**THE TASK:** Work through the data below and copy out every line where "distant" is found.

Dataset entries
* * * * *
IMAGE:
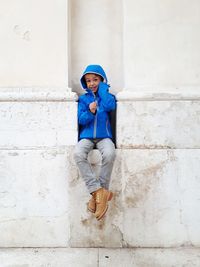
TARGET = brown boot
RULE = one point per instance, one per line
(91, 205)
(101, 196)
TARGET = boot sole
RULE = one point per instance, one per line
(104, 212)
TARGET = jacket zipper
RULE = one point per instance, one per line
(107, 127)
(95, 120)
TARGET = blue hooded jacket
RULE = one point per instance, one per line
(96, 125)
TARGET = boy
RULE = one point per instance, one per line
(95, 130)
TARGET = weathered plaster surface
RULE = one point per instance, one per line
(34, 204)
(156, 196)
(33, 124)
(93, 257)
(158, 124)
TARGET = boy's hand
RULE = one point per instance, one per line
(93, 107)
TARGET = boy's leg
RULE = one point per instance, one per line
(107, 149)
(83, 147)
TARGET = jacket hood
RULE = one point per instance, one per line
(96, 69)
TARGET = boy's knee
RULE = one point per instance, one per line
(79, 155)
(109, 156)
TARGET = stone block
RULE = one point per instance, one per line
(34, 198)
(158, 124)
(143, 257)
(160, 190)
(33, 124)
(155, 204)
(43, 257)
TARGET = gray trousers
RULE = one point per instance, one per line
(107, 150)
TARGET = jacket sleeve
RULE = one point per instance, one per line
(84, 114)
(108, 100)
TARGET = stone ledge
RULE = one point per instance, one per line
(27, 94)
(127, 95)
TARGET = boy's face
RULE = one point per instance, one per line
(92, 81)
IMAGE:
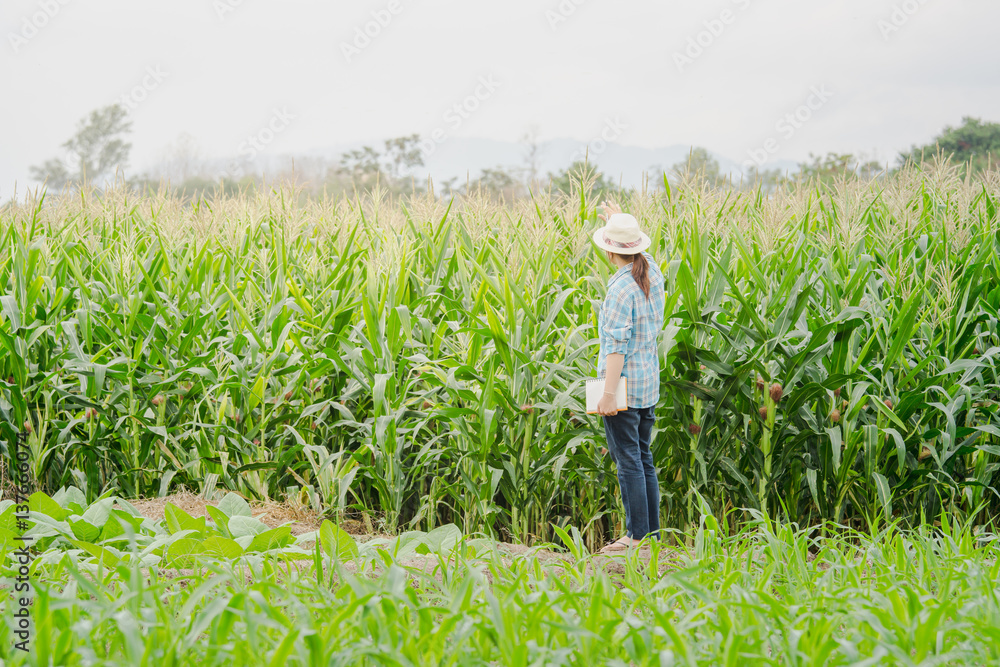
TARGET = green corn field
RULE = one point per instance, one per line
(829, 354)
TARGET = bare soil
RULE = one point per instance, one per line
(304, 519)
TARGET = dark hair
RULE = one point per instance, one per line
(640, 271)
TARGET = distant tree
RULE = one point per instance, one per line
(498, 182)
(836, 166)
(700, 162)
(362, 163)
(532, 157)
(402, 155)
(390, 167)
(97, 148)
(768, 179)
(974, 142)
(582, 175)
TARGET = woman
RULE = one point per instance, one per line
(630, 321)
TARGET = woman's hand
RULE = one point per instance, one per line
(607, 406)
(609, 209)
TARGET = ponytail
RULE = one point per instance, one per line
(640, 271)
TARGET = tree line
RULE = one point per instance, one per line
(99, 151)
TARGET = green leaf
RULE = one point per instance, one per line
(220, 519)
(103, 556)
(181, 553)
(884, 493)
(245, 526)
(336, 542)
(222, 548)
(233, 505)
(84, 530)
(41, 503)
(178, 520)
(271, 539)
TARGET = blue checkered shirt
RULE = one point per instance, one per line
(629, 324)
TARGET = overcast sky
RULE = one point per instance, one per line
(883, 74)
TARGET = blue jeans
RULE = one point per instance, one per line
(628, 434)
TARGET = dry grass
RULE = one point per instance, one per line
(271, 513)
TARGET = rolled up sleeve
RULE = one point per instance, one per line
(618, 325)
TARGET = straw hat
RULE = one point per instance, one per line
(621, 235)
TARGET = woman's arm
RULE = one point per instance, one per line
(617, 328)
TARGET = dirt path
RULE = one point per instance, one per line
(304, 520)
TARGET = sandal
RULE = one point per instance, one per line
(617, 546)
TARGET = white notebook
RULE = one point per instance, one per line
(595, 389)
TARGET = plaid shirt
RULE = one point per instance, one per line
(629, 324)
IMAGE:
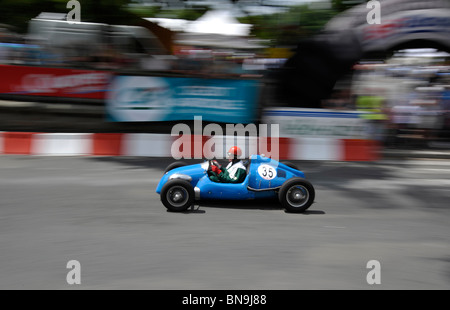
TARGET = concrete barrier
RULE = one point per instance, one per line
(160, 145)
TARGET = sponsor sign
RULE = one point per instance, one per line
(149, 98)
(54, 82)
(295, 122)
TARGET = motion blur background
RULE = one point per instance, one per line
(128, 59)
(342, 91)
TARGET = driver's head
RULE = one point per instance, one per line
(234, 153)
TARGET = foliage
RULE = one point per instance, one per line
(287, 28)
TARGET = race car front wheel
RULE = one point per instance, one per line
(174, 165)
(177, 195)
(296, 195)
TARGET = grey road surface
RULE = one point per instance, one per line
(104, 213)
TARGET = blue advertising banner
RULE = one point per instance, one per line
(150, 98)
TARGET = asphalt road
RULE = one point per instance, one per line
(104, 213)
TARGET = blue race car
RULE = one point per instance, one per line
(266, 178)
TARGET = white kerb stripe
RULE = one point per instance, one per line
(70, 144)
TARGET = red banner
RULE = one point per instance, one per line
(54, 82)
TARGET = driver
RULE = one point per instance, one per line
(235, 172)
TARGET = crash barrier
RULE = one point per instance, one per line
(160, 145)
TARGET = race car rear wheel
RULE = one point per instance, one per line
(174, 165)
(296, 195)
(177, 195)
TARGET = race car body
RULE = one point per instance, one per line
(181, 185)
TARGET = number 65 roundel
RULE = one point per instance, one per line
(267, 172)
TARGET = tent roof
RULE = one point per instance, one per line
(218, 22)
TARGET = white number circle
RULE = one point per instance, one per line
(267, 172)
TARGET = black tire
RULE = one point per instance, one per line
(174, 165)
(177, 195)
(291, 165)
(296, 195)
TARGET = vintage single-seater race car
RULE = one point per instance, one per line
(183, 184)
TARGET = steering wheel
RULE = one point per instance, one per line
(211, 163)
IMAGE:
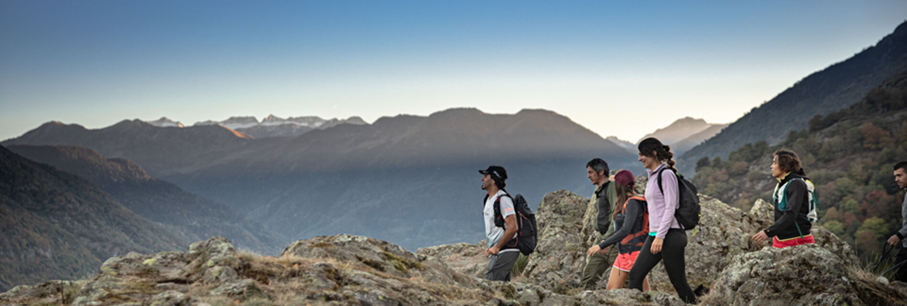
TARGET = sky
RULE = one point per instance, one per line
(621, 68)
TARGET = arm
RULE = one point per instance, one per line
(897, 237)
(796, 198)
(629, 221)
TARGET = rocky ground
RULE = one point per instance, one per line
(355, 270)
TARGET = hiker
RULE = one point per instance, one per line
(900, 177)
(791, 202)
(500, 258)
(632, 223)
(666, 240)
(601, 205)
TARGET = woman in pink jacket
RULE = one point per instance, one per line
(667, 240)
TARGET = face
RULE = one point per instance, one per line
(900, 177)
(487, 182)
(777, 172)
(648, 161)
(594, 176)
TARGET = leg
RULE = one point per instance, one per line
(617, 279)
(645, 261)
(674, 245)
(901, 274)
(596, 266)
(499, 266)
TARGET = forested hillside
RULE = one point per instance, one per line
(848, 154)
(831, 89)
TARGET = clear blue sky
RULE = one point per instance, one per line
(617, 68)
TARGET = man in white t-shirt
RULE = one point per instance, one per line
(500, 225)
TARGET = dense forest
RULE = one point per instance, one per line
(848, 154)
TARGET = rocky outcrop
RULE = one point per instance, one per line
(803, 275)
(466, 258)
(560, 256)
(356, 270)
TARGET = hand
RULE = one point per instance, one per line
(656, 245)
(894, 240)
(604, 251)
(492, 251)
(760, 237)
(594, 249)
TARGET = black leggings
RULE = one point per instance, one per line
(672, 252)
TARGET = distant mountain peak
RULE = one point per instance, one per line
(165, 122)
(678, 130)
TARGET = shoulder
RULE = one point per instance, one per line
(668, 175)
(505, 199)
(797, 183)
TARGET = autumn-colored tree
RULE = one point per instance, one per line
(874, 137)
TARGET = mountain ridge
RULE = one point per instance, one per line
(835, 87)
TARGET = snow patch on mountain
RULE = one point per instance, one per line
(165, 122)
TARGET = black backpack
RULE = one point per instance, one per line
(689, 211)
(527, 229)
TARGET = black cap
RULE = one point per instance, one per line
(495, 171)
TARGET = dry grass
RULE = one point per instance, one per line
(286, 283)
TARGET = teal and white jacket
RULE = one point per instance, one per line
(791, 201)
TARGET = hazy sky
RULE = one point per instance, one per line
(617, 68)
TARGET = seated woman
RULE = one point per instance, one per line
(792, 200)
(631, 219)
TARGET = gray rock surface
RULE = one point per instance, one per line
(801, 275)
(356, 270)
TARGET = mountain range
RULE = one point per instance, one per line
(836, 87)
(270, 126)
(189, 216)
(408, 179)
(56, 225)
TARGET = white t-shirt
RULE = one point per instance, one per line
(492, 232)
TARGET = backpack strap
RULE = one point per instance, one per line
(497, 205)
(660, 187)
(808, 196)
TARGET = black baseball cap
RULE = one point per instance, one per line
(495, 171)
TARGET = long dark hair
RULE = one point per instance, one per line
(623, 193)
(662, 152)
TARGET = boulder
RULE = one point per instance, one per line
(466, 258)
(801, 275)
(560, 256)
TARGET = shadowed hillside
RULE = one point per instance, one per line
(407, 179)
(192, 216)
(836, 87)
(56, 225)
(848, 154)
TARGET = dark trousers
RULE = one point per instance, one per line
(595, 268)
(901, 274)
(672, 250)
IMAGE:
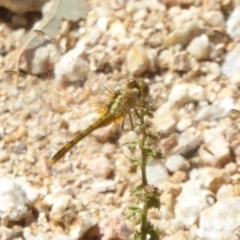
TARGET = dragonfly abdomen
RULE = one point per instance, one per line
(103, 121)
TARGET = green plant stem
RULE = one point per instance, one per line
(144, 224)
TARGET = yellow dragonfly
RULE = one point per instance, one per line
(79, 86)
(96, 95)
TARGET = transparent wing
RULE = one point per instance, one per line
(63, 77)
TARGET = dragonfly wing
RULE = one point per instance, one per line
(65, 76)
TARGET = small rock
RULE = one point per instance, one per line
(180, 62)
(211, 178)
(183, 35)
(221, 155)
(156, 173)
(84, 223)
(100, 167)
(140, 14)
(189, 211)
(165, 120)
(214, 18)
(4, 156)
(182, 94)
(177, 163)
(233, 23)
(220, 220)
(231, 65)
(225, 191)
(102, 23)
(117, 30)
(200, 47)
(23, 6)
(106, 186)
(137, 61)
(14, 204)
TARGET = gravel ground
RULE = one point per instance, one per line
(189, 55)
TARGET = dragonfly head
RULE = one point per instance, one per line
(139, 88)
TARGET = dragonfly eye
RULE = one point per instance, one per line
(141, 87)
* * * * *
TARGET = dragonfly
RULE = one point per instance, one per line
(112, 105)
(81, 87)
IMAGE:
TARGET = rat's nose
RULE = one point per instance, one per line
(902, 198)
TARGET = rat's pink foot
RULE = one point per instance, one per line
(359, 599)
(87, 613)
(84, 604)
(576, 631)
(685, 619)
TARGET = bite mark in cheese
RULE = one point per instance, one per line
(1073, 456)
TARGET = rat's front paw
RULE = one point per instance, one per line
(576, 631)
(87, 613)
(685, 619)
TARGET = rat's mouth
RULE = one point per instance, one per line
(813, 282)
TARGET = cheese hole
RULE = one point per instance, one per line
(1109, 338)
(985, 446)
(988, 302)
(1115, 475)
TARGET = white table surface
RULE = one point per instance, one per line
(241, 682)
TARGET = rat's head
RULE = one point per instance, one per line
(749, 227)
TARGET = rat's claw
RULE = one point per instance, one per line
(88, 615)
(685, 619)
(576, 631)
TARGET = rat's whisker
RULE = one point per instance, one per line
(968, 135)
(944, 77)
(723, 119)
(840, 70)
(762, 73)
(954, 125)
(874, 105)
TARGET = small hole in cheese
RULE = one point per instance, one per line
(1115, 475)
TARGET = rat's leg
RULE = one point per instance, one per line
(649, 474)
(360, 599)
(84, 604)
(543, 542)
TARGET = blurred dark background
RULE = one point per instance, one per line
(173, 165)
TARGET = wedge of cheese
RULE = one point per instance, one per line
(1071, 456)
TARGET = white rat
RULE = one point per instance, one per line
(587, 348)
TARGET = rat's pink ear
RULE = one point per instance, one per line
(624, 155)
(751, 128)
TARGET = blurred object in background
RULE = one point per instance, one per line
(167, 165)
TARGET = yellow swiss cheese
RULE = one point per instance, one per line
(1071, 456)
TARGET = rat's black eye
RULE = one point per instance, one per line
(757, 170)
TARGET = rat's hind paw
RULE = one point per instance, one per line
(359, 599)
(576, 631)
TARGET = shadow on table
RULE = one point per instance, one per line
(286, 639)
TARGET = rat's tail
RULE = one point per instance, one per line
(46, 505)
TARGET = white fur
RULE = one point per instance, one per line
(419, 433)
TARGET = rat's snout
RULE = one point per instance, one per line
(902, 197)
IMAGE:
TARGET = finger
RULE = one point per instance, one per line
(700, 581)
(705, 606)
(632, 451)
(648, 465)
* * * * *
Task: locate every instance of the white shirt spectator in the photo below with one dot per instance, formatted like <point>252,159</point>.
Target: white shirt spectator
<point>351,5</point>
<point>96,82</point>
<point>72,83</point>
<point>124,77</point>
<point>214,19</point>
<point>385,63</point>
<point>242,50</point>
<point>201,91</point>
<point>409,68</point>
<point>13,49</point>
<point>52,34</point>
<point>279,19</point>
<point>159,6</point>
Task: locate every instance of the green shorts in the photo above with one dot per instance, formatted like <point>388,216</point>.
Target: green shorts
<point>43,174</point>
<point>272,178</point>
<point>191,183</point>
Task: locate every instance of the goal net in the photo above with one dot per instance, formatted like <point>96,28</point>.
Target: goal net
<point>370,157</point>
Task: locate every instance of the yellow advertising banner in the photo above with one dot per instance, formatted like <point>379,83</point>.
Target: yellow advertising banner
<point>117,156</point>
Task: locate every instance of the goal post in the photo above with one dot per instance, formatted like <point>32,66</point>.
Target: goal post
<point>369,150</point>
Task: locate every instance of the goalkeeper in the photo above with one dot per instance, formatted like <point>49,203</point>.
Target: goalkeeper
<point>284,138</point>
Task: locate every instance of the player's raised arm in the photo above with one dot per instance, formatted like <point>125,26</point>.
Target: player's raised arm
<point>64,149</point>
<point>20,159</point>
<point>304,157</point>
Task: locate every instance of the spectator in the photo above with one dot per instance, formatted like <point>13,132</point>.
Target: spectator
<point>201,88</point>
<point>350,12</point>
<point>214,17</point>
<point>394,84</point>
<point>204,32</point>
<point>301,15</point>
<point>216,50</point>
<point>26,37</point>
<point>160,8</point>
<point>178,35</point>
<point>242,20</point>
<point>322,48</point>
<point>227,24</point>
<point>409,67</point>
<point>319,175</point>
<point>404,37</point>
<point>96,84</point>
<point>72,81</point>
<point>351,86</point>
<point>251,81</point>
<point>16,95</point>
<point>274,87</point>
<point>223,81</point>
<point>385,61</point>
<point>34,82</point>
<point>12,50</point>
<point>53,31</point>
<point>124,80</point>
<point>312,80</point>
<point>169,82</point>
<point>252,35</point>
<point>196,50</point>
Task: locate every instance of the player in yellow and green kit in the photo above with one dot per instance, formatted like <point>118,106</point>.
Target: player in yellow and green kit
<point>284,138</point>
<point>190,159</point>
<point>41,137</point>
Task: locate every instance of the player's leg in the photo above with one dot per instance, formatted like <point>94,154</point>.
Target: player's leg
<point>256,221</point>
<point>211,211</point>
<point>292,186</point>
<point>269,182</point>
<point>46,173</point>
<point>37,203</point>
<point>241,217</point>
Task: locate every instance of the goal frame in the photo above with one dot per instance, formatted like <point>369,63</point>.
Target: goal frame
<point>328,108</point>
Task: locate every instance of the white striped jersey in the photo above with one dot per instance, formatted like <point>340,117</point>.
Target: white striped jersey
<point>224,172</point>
* * * * *
**WRITTEN ANSWER:**
TARGET = distant tree
TARGET = distant mountain peak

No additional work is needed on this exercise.